╭─ Extracto seleccionado

Del mismo modo, es posible imaginar un Irak que, a la efectiva secesión de su región kurda con eje en la ciudad de Erbil y sustento en los campos petrolíferos propios, dé lugar a la creación del Kurdistán, cuyos primeros debates organizativos están planeados para 2014. Y una gran región suní, con eje en Bagdad; y otra, chií, en la zona vecina con Kuwait.
En la película “Lawrence de Arabia” hay muchas escenas inolvidables. Una ineludible es aquélla en que los jefes tribales entran triunfantes en Damasco, ingresan a un lujoso salón y se sientan (es un decir) alrededor de una gran mesa circular para debatir cómo organizar la victoria sobre los odiados turcos.
La diferencia ostensible entre dos ideas, dos sueños y dos culturas quedan reflejadas en el dialogo a los gritos entre Peter O’Toole (Lawrence) y Anthony Quinn (el Emir). Para aquellos dos líderes era imposible conciliar una conquista fundada en aspiraciones comerciales e industriales occidentales con hábitos de pastores trashumantes.

╰─
╭─ Líneas de datos

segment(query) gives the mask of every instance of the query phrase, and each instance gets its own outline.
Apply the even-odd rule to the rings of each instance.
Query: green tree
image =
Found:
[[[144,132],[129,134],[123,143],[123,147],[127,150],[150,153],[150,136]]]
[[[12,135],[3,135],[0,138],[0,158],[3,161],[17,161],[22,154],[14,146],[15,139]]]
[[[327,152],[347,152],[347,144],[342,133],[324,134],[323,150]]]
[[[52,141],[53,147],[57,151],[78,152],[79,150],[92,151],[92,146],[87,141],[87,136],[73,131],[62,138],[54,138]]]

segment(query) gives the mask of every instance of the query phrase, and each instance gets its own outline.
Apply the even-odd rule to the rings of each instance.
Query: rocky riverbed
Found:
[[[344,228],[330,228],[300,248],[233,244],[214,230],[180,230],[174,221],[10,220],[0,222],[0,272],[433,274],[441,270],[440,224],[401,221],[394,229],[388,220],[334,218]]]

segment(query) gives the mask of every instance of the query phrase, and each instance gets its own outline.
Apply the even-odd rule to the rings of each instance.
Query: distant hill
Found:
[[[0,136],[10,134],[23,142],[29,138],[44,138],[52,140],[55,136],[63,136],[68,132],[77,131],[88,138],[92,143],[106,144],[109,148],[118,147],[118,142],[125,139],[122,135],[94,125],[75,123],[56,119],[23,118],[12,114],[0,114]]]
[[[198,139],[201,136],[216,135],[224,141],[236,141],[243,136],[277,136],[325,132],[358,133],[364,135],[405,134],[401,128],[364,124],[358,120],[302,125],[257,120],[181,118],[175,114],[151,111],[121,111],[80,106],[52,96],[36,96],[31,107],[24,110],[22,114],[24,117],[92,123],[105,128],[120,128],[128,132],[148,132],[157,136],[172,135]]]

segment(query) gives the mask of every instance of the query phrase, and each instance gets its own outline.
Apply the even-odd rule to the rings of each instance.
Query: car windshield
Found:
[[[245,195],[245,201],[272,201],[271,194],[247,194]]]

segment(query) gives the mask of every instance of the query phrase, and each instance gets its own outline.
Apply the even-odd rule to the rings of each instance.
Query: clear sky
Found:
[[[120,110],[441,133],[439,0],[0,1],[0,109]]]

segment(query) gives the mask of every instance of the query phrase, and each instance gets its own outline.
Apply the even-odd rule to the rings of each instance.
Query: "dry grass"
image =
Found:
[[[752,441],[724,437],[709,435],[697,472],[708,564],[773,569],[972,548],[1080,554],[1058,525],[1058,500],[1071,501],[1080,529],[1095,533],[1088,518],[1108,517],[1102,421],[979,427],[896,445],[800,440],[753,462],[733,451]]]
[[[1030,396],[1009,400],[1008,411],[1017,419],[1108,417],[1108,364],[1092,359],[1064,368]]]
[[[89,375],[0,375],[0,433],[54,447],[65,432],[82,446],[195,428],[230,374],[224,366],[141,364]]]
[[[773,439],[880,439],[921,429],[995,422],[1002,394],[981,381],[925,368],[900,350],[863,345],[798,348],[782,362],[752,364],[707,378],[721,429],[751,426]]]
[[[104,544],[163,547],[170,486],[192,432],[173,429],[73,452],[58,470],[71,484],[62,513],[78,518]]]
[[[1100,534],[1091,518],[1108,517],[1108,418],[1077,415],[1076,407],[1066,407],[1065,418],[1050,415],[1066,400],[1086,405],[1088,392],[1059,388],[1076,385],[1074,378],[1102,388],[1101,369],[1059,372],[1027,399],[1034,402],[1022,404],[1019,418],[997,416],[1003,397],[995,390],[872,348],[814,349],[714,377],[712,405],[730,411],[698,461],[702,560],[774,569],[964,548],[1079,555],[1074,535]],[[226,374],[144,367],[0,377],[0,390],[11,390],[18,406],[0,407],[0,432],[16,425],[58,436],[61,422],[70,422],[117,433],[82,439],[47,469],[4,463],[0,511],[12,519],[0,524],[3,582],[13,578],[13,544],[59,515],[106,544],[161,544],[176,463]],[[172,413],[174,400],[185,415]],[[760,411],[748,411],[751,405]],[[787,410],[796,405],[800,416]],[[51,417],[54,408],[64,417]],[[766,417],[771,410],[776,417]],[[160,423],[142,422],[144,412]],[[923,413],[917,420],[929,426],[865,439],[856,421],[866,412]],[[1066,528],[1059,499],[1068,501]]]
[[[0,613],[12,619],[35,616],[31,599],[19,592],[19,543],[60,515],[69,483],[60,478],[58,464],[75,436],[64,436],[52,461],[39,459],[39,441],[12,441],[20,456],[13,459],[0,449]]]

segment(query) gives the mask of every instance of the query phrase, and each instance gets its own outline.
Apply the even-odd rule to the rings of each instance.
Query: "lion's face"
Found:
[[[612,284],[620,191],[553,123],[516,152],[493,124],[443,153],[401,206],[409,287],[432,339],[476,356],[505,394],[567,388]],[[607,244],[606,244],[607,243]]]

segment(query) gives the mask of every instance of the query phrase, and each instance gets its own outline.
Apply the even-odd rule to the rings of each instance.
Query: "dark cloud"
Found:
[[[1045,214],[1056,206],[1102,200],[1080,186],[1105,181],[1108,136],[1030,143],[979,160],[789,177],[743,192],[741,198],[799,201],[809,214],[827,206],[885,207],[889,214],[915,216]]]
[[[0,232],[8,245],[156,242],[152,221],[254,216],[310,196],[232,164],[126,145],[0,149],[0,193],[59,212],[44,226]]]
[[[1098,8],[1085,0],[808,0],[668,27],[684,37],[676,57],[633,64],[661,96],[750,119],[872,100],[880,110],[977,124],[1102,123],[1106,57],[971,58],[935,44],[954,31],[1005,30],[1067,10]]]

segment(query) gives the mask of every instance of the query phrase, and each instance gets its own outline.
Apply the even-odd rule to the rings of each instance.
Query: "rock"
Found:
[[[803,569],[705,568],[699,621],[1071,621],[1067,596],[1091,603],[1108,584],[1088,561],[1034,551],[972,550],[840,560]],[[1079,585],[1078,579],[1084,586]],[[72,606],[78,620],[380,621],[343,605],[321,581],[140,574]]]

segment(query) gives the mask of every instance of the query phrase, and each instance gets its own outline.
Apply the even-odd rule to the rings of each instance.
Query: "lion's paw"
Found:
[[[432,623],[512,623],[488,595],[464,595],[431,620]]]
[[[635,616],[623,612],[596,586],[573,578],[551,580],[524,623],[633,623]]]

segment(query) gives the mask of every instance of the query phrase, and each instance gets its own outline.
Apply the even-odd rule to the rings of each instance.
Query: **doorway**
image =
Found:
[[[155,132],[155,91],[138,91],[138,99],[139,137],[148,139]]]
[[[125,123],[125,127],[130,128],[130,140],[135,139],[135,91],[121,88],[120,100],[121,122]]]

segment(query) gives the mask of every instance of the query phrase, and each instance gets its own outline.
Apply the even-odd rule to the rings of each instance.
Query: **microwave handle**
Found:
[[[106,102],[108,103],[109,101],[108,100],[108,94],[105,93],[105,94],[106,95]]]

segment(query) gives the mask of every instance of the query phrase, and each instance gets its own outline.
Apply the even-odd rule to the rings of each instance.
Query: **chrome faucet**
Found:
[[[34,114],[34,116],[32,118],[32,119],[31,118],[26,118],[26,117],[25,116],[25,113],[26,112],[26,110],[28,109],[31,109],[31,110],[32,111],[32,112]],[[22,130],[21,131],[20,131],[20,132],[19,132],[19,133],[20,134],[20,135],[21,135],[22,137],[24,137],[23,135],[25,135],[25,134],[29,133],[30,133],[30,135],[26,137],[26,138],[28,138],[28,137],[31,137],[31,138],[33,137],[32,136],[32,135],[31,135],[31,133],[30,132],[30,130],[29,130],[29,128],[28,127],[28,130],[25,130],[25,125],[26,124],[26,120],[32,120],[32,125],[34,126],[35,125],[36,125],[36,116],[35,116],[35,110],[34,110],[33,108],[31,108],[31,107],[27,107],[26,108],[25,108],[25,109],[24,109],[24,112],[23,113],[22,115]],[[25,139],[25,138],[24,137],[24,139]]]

╰─

■ **Descripción del problema**
En el extracto seleccionado, ¿qué actor interpreta al Emir en "Lawrence de Arabia"? Las líneas no intervienen en esto.

■ **Respuesta escrita**
Anthony Quinn.